RECORD SET ->
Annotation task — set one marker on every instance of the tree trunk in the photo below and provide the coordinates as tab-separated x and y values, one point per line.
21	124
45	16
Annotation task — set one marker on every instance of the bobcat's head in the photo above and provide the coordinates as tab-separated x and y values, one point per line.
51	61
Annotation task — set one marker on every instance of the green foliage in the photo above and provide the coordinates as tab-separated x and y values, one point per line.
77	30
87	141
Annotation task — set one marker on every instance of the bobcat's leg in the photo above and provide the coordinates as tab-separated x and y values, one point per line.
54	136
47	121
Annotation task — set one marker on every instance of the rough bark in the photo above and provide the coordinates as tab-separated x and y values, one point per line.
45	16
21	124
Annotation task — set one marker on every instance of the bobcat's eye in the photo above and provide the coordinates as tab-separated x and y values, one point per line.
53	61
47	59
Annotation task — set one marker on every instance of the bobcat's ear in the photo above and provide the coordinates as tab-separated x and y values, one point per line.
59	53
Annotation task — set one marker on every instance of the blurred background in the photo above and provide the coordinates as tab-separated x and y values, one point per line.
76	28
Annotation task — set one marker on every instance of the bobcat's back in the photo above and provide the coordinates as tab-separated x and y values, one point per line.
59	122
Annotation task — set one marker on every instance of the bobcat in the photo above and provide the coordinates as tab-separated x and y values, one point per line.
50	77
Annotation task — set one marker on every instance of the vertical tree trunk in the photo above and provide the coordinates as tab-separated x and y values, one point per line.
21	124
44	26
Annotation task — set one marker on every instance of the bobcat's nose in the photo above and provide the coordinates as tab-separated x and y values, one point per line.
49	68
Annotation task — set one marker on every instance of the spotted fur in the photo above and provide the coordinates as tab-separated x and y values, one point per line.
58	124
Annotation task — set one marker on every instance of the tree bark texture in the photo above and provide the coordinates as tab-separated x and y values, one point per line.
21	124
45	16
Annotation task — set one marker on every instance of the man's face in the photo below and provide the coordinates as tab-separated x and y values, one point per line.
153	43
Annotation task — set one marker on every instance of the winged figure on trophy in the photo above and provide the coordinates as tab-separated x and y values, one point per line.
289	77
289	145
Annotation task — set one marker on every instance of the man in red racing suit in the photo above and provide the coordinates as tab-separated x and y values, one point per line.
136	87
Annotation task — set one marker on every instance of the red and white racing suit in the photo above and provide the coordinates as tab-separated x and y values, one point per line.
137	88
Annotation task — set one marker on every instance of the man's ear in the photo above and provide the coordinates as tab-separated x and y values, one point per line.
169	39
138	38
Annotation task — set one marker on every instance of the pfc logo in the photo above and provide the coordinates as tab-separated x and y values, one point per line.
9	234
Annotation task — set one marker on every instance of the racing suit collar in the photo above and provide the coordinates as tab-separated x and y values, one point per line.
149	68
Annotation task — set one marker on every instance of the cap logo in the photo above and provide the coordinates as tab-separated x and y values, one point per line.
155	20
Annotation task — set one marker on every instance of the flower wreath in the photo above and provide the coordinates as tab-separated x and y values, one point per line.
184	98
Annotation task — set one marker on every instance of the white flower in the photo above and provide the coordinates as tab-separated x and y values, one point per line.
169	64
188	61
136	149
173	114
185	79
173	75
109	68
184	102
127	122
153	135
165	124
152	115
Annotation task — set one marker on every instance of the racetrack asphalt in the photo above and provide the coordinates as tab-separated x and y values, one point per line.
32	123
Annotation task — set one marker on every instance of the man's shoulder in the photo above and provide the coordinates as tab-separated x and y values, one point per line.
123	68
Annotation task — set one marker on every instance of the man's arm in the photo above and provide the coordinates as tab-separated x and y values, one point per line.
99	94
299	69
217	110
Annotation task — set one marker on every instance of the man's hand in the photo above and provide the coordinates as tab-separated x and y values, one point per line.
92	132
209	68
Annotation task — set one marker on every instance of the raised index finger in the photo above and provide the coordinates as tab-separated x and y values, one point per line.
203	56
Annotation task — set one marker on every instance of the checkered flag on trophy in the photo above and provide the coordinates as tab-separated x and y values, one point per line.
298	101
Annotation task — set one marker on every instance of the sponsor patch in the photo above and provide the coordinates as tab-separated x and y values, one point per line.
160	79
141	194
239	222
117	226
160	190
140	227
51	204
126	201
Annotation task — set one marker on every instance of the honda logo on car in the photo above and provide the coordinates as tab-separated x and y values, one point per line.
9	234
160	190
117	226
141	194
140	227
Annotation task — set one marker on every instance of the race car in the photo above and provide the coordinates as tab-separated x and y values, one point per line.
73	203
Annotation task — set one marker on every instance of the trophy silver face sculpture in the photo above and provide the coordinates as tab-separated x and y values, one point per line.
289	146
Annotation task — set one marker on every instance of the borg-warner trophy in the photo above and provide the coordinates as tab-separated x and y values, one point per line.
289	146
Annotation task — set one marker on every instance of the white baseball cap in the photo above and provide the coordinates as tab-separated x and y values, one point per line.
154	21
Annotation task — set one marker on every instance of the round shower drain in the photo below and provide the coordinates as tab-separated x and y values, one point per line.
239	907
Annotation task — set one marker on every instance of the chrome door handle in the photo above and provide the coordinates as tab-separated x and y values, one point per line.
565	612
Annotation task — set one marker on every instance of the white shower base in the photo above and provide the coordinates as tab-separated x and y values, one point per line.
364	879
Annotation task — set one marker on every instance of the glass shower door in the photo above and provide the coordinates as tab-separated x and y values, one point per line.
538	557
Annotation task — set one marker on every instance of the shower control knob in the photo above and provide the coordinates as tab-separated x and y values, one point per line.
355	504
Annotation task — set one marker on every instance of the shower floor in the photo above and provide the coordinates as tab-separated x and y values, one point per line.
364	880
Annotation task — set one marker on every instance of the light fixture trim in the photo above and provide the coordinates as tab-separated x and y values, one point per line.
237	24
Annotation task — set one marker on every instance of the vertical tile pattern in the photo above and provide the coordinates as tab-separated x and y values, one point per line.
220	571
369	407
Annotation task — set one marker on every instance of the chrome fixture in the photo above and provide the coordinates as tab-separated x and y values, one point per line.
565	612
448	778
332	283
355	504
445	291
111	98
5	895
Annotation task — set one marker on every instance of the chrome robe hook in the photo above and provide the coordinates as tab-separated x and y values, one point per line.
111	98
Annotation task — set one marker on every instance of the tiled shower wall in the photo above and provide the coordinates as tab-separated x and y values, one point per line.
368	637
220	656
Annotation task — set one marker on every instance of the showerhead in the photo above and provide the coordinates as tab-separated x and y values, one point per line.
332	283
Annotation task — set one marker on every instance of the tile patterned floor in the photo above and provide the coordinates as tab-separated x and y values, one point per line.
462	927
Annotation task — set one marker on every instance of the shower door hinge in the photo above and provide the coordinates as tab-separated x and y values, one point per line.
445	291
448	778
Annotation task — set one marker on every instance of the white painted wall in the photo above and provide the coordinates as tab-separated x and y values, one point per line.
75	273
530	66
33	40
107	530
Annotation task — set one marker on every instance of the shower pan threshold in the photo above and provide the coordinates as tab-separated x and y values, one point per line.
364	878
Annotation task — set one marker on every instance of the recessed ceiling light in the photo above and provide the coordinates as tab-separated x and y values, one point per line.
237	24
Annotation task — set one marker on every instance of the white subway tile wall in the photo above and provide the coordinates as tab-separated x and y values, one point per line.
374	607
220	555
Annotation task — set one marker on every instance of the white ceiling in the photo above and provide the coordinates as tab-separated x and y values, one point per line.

GOAL OF THE EXERCISE ->
Write the data out again in full and exactly.

SOLUTION TO THE EXERCISE ->
Annotation task — set one marker on every instance of the tree trunk in the photo below and provide the coordinates as tab-separated x and y values, one point per line.
21	124
45	16
Annotation task — set one marker on every instance of the bobcat's head in the photo above and provide the coordinates as tab-separated x and y values, one point per line.
51	61
Annotation task — set one marker on every instance of the green foliage in the photo above and provide the coordinates as tab-separated x and y values, one point per line.
77	30
87	141
Annotation task — set one marker on every instance of the bobcat's leg in the photo above and provide the coordinates as tab-separated x and y values, one point per line.
54	136
47	121
Annotation task — set one marker on every instance of the rough bark in the photo above and provide the coordinates as tab-separated x and y values, one point per line.
45	16
21	124
Annotation task — set one marker on every instance of the bobcat's eye in the photo above and provide the coordinates as tab-separated x and y values, one point per line.
53	61
47	59
Annotation task — set one marker on every instance of the bobcat's ear in the photo above and provide the coordinates as tab-separated x and y values, one point per line.
59	53
Annotation task — set one marker on every instance of the blurred background in the photo above and provide the coordinates as tab-separated x and y values, one point per line.
76	28
Annotation task — set one marker on every instance of the bobcat's back in the photo above and provide the coordinates as tab-separated x and y values, one point per line.
59	122
Annotation task — set one marker on every instance of the bobcat in the photo above and provide the coordinates as tab-separated x and y values, one point per line.
50	77
Annotation task — set one marker on every instance of the vertical tree trunk in the photo above and provide the coordinates as tab-separated x and y values, one point per line.
21	124
44	26
Annotation task — set one marker on every instance of the bobcat's nose in the photo above and provide the coordinates as tab-separated x and y values, one point per line.
49	68
Annotation task — set one marker on every instance of the spotted fur in the photo above and provide the coordinates as tab-separated x and y values, one point per line.
58	124
Annotation task — set one marker on every instance of the tree bark texture in the photo above and provide the coordinates as tab-separated x and y values, one point per line.
21	124
45	16
Annotation task — set one marker on every instance of the man's face in the photo below and provide the coordinates as tab-separated x and y values, one point per line.
153	43
Annotation task — set one marker on every instance of the winged figure on trophy in the photo above and provide the coordinates as tab-separated x and y values, one point per line.
289	77
289	145
Annotation task — set one marker on every instance of the man in red racing suit in the photo above and provide the coordinates as tab-separated x and y values, one point per line.
136	87
Annotation task — set one marker on every instance of the red and white racing suit in the photo above and provide the coordinates as tab-separated x and y values, one point per line.
137	88
Annotation task — set one marker on every instance of the man's ear in the photo above and provide the coordinates as tab-separated x and y values, one point per line.
169	39
138	38
Annotation task — set one marker on every instance of the pfc logo in the photo above and provide the coordinates as tab-separated x and y values, one point per line.
9	234
Annotation task — set one marker on every instance of the racing suit collar in the photo above and provide the coordinates as tab-separated x and y values, one point per line.
149	68
Annotation task — set one marker on every instance of the cap logo in the photo above and provide the coordinates as tab-separated x and y values, one point per line.
155	20
Annotation task — set one marker on every instance of the flower wreath in the photo above and provide the coordinates as tab-separated x and y values, one point per line.
184	98
Annotation task — set one marker on every instance of the white flower in the photo above and provide the coordinates as tab-separated x and y values, one point per line.
169	64
188	61
136	149
173	114
185	79
173	75
109	68
184	102
127	122
153	135
165	124
152	115
Annotation task — set one marker on every instance of the racetrack asphalt in the photo above and provide the coordinates as tab-separated x and y values, one point per line.
32	123
Annotation task — set one marker on every instance of the man's shoulder in the photo above and provide the coordinates as tab-separated x and y values, one point per line.
123	68
Annotation task — set one marker on every instance of the man's arm in the photo above and provide the coordinates as tab-separated x and y values, one point per line.
99	94
299	69
217	110
Annotation task — set one marker on every instance of the man's hand in the photo above and provide the coordinates as tab-separated x and y values, one point per line.
92	132
209	68
Annotation task — set one marker on every instance of the raised index finger in the photo above and provide the coordinates as tab-separated x and y values, one point per line.
203	56
Annotation task — set one marker on every instance of the checkered flag on trophy in the photo above and provide the coordinates as tab-separated x and y values, one point per line.
298	101
Annotation task — set one marker on every instance of the sponsor patch in the photo above and provide the coordinates as tab-separated x and y values, one point per line.
160	79
141	194
239	222
117	226
160	190
140	227
51	204
126	201
Annotation task — set one marker on every instance of the honda logo on car in the photo above and provide the coordinates as tab-separated x and y values, one point per line.
9	234
160	190
117	226
141	194
140	227
Annotation task — set one marker on every instance of the race car in the photo above and provide the coordinates as tab-separated x and y values, one point per line.
73	203
Annotation task — set one marker on every instance of the trophy silver face sculpture in the photo above and provide the coordinates as tab-separated x and y values, one point per line.
289	146
Annotation task — set one marker on every instance of the borg-warner trophy in the photo above and provide the coordinates as tab-separated x and y values, one point per line.
289	146
Annotation task — set one marker on every instance of the white baseball cap in the photo above and provide the coordinates as tab-separated x and y values, one point per line.
154	21
Annotation task — set one marker on every instance of the round shower drain in the photo below and provide the coordinates as tab-separated x and y values, one point per line.
239	907
Annotation task — set one marker on every instance of the chrome door handle in the photo above and provide the coordinates as tab-separated x and y values, one point per line.
565	612
Annotation task — set one marker on every instance of the white shower base in the photo above and provide the coordinates as tab-separated x and y values, one point per line.
364	879
Annotation task — set one marker on every instance of the glass shower door in the photo above and provide the coordinates as tab-separated x and y values, one point per line.
538	557
Annotation task — set one marker on every instance of the shower control knob in the photo above and provide the coordinates as tab-separated x and y values, one point per line.
355	504
Annotation task — set one marker on every instance of the shower floor in the photo above and provide the coordinates as tab-separated x and y values, one point per line.
364	880
Annotation task — set one marker on every instance of the light fixture trim in the photo above and provide the coordinates as tab-separated x and y values, one point per line.
237	24
Annotation task — set one marker on every instance of the vertical tile pattern in the photo above and provide the coordinates as tab-separated x and y values, one point per line.
220	571
369	407
Annotation task — set one marker on every instance of the chrome fixture in the photo above and provide the coordinates as tab-separated x and y values, one point per line.
565	612
448	778
332	283
355	504
445	291
111	98
5	895
Annotation task — set one marker on every instance of the chrome robe hook in the photo above and provide the coordinates as tab-separated x and y values, one point per line.
111	98
Annotation task — set one marker on every instance of the tiled shower wall in the photo above and provide the coordinates as tab-separated x and y values, one point per line.
368	637
220	656
Annotation task — set one marker on every instance of the showerhead in the photo above and provide the coordinates as tab-separated x and y values, one point per line.
332	283
Annotation task — set one marker on every instance of the tile patterned floor in the photo above and provide the coordinates as tab-separated x and y values, one point per line.
462	927
Annotation task — set one marker on every instance of the shower door hinge in the photo above and provide the coordinates as tab-separated x and y values, one point per line.
445	291
448	778
Annotation task — set one marker on every instance of the white painted wall in the photo above and provide the coordinates as tab-separated x and y values, one point per line.
75	273
530	66
33	40
107	530
Annotation task — set one marker on every instance of the shower pan threshold in the photo above and provide the coordinates as tab-separated x and y values, one point per line.
364	878
Annotation task — set one marker on every instance of the recessed ceiling light in the photo above and provide the coordinates as tab-separated x and y values, one point per line.
237	24
Annotation task — set one marker on every instance of the white subway tile wall in the photo above and provide the coordinates as tab-separated x and y values, one point per line.
374	607
220	555
Annotation task — set one marker on every instance of the white ceiling in the photo above and provide the coordinates as tab-separated x and y values, one point per line.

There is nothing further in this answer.